-- Source extract --
━━━━━━━━━━

Lastly, the Fed does print money…reread that line, and if you still want to argue to the contrary, your IQ obviously can’t understand abstract concepts…or certain truths.

And another poster has to resort to name calling. The last refuge for someone who can't hold a reasonable discussion.

86   scottporter1212   2010 Aug 13, 1:30pm  

Aww, did I hurt your feelings.

87   marcus   2010 Aug 13, 1:32pm  

scottporter1212 says

where do these resources come from? How did they purchase these toxic assets? 1.2 trillion or so…at least that’s the valuation from the banks’ balance sheet…who knows what they’re really worth…or how much the Fed actually paid…but again, the Fed derives its power from the government….the money comes from thin air

Not from thin air. I guess I left out one piece, but there is new debt, in the form of T-Bill or Bonds that financed the purchase or mortgage backed securities. What I said before was a little misleading. The mortgage backed securities I was describing as a debt, are actually Assets on the Feds books, but offset by Treasury securities (a wash to them really). Ultimately they borrowed money, to buy the mortgage securities from the banks. What you call the "printing of money" can always be traced back to the issuance or some treasury securities.
This is money that will be repaid.

I'm just not convinced that the Federal Reserve is evil. And my opinion is that usually those who argue against it the strongest, are the ones who understand it the least. By the way, I do not mean to suggest that it's easy to understand.

88   Honest Abe   2010 Aug 13, 1:40pm  

scottporter1212 - BRAVO !!! Well said. The Fed depends on the "Open Market Committee" to determine interest rates, not the open market. Thats complete double-speak. And the Fed gets the interest rate wrong every time. Rather than allow lenders and borrowers to decide for themselves what rate they would accept, the Fed decides for them. Artifically low rates are a false stimulus - a fraud. It gives the illusion that there is more money available than actually is. Consumers "feel" like they have more money than they actually have and producers sense a demand that isn't really there. The Fed misleads everyone.

Marcus - the point you missed is that the producers and manufactures borrow money while it is available, produce a vast inventory of product...and THEN THE MARKET GOES SIDEWAYS. Consumers stop buying but the producers and manufactures are now stuck with lots of inventory but no buyers. Or buyers purchase a home at an inflated rate based on false signals and then when people stop buying, the price declines. Millions of people suffer some, some people suffer $Millions.

━━━━━━━━━━

[Stored items from a collection]
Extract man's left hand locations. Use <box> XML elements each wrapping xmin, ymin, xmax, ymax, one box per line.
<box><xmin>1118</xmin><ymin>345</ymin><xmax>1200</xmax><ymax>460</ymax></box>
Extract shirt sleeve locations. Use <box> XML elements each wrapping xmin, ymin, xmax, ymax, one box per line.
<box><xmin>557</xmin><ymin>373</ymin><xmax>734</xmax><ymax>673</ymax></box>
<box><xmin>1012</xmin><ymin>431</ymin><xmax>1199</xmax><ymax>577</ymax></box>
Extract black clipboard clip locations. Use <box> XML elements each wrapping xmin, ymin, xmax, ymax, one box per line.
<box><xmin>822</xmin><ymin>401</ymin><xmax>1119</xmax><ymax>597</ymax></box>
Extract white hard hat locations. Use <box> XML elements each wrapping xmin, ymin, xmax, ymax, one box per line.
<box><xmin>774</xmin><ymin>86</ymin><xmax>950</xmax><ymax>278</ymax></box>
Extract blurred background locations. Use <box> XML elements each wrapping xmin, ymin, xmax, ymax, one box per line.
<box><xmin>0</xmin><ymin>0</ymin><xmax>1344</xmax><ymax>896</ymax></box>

━━━━━━━━━━

-- Action item A --
In the forum thread about the Fed, what does Honest Abe say the Fed depends on to determine interest rates?
-- Action item B --
Print the forum thread about the Fed between "And another poster" and "hurt your feelings.", inclusive.
-- Action item C --
Proceed with the forum thread about the Fed from the point where it stops.
These records have nothing to do with the forum thread about the Fed.

-- Exercise result A --
The "Open Market Committee."

-- Exercise result B --
And another poster has to resort to name calling. The last refuge for someone who can't hold a reasonable discussion.

86   scottporter1212   2010 Aug 13, 1:30pm  

Aww, did I hurt your feelings.

-- Exercise result C --
What should happen is simple. The economy should be allowed to produce based on real, not false demand. Artifically low rates cause production to be based on a level of demand that doesn't exist. This type of decieption can go on for a long time. Eventually however, a free market adjustment will take place to erase the fraud. Its called a recession. And the pain of the recession is generally equal to the deception and fraud which preceeded it. I hope that helps.

89   scottporter1212   2010 Aug 13, 1:43pm  

The supply of money increases...that new debt you refer to...which has to be repaid....that is the new money. It matters little how the Fed "logs it"...anyway, I think its safe to say that the Federal Reserve has the power to increase the supply of money. Increases in the supply of money are the root causes of economic depressions.

90   scottporter1212   2010 Aug 13, 2:17pm  

If you read Krugman, Galbraith, Keynes, you wouldn't understand this though.

Read some Hayek, Mises, Rothbard...you know, the guys that called it all right...perhaps we should finally start giving credit where credit is due.

91   Honest Abe   2010 Aug 13, 11:49pm  

Hahaha - the "nonsense" of fiscal conservatives. So tell me - Mr. Smarty Pants - how does the fiscal irresponsibility help our society ?????????

92   scottporter1212   2010 Aug 14, 12:42am  

First off...your table from Milton and Schwartz merely illustrates M0 and M1...it comes nowhere close to detailing the total change in the supply of money between 1921 through 1929.

It is generally acknowledged that the great boom of the 1920s began around July 1921, after a year or more of sharp recession...and ended about July, 1929. Production and commerce activity began to decline in July 1929--though the famous stock market crash came in October.

The total supply of money in the country...including money substitutes...was right around $45.3 billion in July of 1921. Over the entire period of the boom the supply of money increased by $28 billion...some 61%. This is an annual increase of 7.7 percent...a very sizeable degree of inflation. Total bank deposits increased by 51 percent, savings and loan shares by 224 percent, and net life insurance policy reserves by 113 percent. The major increases took place in 1922-1923, late 1924, late 1925, and late 1927. The abrupt leveling off occurred in the first half of 1929, when bank deposits declined and the total money supply remained almost constant. You are right though--no expansion took place in currency in circulation, which totaled 3.68 billion at the beginning of the boom, and $3.64 billion at the end of the period. The entire monetary expansion took place in money-substitutes...which escapes your chart. These money substitutes are products of credit expansion. Only a negligible amount of this expansion resulted from purchases of government securities--the vast bulk represented private loans and investments.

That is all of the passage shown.